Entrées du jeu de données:
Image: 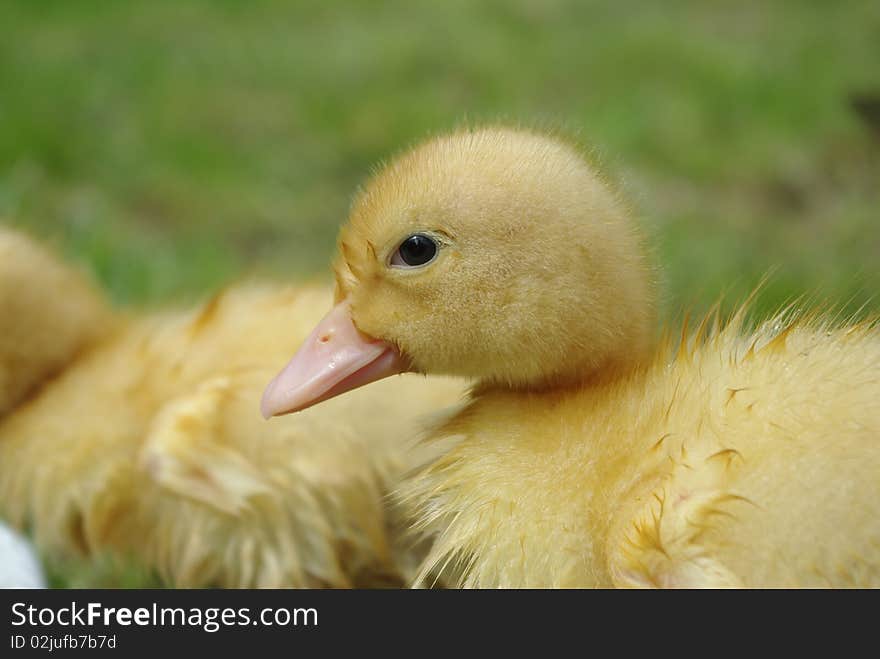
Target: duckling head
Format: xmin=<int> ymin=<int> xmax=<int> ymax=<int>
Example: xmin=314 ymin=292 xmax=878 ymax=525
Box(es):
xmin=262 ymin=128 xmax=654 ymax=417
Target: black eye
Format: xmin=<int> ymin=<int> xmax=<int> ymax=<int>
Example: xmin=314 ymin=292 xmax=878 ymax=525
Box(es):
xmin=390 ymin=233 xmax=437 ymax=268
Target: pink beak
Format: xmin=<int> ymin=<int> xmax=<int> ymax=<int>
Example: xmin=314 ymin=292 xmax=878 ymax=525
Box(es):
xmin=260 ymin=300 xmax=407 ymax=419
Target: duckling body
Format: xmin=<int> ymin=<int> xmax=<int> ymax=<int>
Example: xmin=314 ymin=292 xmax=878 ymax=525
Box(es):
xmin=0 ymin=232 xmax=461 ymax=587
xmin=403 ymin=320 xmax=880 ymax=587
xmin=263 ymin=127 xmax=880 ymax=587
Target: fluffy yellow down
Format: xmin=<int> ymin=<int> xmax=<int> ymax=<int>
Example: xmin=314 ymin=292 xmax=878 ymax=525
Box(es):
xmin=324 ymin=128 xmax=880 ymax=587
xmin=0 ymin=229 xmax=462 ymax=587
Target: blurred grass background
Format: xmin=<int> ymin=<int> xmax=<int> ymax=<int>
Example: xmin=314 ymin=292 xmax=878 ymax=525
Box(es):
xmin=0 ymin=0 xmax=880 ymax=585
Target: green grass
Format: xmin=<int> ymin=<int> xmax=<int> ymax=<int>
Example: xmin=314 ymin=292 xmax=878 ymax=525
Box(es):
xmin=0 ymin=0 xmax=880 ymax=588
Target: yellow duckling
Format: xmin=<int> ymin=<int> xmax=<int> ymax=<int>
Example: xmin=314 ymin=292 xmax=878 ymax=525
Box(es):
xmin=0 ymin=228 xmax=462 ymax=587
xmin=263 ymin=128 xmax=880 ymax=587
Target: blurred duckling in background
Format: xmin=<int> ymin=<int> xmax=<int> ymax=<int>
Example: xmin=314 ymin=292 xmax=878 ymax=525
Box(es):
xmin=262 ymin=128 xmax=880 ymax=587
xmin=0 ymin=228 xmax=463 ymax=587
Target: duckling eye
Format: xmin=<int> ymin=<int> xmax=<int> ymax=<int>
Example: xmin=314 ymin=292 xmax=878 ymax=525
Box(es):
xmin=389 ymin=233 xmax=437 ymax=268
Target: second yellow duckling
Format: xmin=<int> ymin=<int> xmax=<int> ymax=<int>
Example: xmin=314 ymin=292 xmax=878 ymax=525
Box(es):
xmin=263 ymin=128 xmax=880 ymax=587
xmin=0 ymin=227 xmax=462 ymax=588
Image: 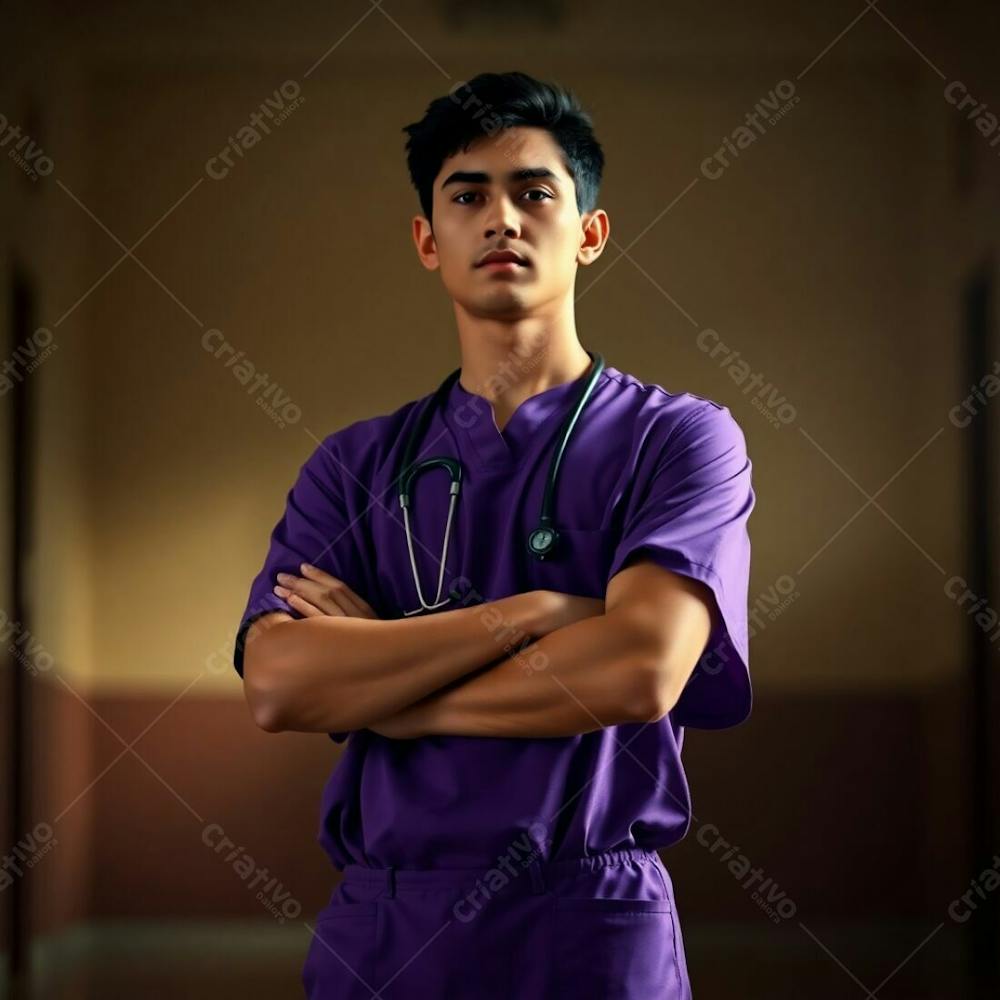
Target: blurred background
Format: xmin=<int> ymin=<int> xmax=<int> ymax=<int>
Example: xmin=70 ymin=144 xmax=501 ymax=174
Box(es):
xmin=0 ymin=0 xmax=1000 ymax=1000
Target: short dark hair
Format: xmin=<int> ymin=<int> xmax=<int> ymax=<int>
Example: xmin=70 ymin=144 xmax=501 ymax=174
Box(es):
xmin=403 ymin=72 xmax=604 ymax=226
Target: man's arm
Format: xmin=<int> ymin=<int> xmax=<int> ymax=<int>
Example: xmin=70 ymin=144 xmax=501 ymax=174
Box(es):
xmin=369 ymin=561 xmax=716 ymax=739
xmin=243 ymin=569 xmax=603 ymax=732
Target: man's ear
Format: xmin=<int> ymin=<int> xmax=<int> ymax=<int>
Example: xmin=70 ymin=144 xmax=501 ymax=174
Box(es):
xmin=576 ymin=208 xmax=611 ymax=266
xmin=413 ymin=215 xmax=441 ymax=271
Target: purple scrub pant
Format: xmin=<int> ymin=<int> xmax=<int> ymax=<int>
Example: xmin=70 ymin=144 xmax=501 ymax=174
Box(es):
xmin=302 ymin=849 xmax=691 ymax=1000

Exercice:
Formatez tous ces enregistrements en CSV à deux colonnes, « consigne » et « reponse », à raison d'une ligne par enregistrement : son texte dans la première colonne, sa réponse dans la seconde, chaque champ entre guillemets et les sauts de ligne remplacés par des espaces. Laissez les images hors de la réponse.

Réponse attendue:
consigne,reponse
"Image: Target: duckling head Format: xmin=<int> ymin=<int> xmax=<int> ymax=<int> Example: xmin=314 ymin=292 xmax=878 ymax=525 Box(es):","xmin=262 ymin=128 xmax=654 ymax=417"
"Target: black eye Format: xmin=<int> ymin=<int> xmax=<int> ymax=<int> Example: xmin=314 ymin=292 xmax=878 ymax=525 Box(es):","xmin=390 ymin=233 xmax=437 ymax=268"
"Target: pink beak Format: xmin=<int> ymin=<int> xmax=<int> ymax=<int> Example: xmin=314 ymin=292 xmax=878 ymax=525 Box(es):","xmin=260 ymin=300 xmax=407 ymax=419"
"Target: duckling body Format: xmin=<int> ymin=<int> xmax=<int> ymax=<int> Example: xmin=314 ymin=292 xmax=878 ymax=525 Box(es):","xmin=0 ymin=232 xmax=461 ymax=587 xmin=403 ymin=320 xmax=880 ymax=587 xmin=263 ymin=127 xmax=880 ymax=587"
"Target: fluffy yellow down Format: xmin=<int> ymin=<int> xmax=<int> ymax=<int> Example: xmin=314 ymin=292 xmax=878 ymax=525 Box(es):","xmin=324 ymin=128 xmax=880 ymax=587 xmin=0 ymin=229 xmax=462 ymax=587"
"Target: blurred grass background Format: xmin=<int> ymin=<int> xmax=<int> ymax=<int> Example: xmin=314 ymin=292 xmax=878 ymax=525 Box(es):","xmin=0 ymin=0 xmax=880 ymax=585"
"Target: green grass Format: xmin=<int> ymin=<int> xmax=<int> ymax=<int> Example: xmin=314 ymin=292 xmax=878 ymax=525 Box(es):","xmin=0 ymin=0 xmax=880 ymax=588"
"Target: yellow duckling Format: xmin=<int> ymin=<int> xmax=<int> ymax=<int> Example: xmin=314 ymin=292 xmax=878 ymax=525 Box(es):","xmin=0 ymin=228 xmax=462 ymax=587 xmin=263 ymin=128 xmax=880 ymax=587"
"Target: blurred duckling in background Format: xmin=<int> ymin=<int> xmax=<int> ymax=<int> Example: xmin=314 ymin=292 xmax=878 ymax=525 Box(es):","xmin=262 ymin=128 xmax=880 ymax=587 xmin=0 ymin=228 xmax=463 ymax=587"
"Target: duckling eye Format: xmin=<int> ymin=<int> xmax=<int> ymax=<int> Example: xmin=314 ymin=292 xmax=878 ymax=525 Box(es):","xmin=389 ymin=233 xmax=437 ymax=268"
"Target: second yellow duckling Format: xmin=<int> ymin=<int> xmax=<int> ymax=<int> Example: xmin=314 ymin=292 xmax=878 ymax=525 Box(es):","xmin=263 ymin=128 xmax=880 ymax=587 xmin=0 ymin=227 xmax=462 ymax=588"
"Image: Target: blurred background Format: xmin=<int> ymin=<int> xmax=<int> ymax=<int> Example: xmin=70 ymin=144 xmax=501 ymax=174 Box(es):","xmin=0 ymin=0 xmax=1000 ymax=1000"
"Target: short dark hair Format: xmin=<int> ymin=<int> xmax=<int> ymax=<int> Example: xmin=70 ymin=144 xmax=501 ymax=174 Box(es):","xmin=403 ymin=72 xmax=604 ymax=226"
"Target: man's arm Format: xmin=<int> ymin=<int> xmax=<int> ymax=<int> Example: xmin=70 ymin=144 xmax=501 ymax=174 Box(es):","xmin=369 ymin=561 xmax=716 ymax=739 xmin=243 ymin=569 xmax=603 ymax=732"
"Target: man's ear Format: xmin=<int> ymin=<int> xmax=<int> ymax=<int> Example: xmin=70 ymin=144 xmax=501 ymax=174 Box(es):","xmin=576 ymin=208 xmax=611 ymax=266 xmin=413 ymin=215 xmax=441 ymax=271"
"Target: purple scrub pant Format: xmin=<int> ymin=<int> xmax=<int> ymax=<int> Example: xmin=70 ymin=144 xmax=501 ymax=174 Box(es):","xmin=302 ymin=849 xmax=691 ymax=1000"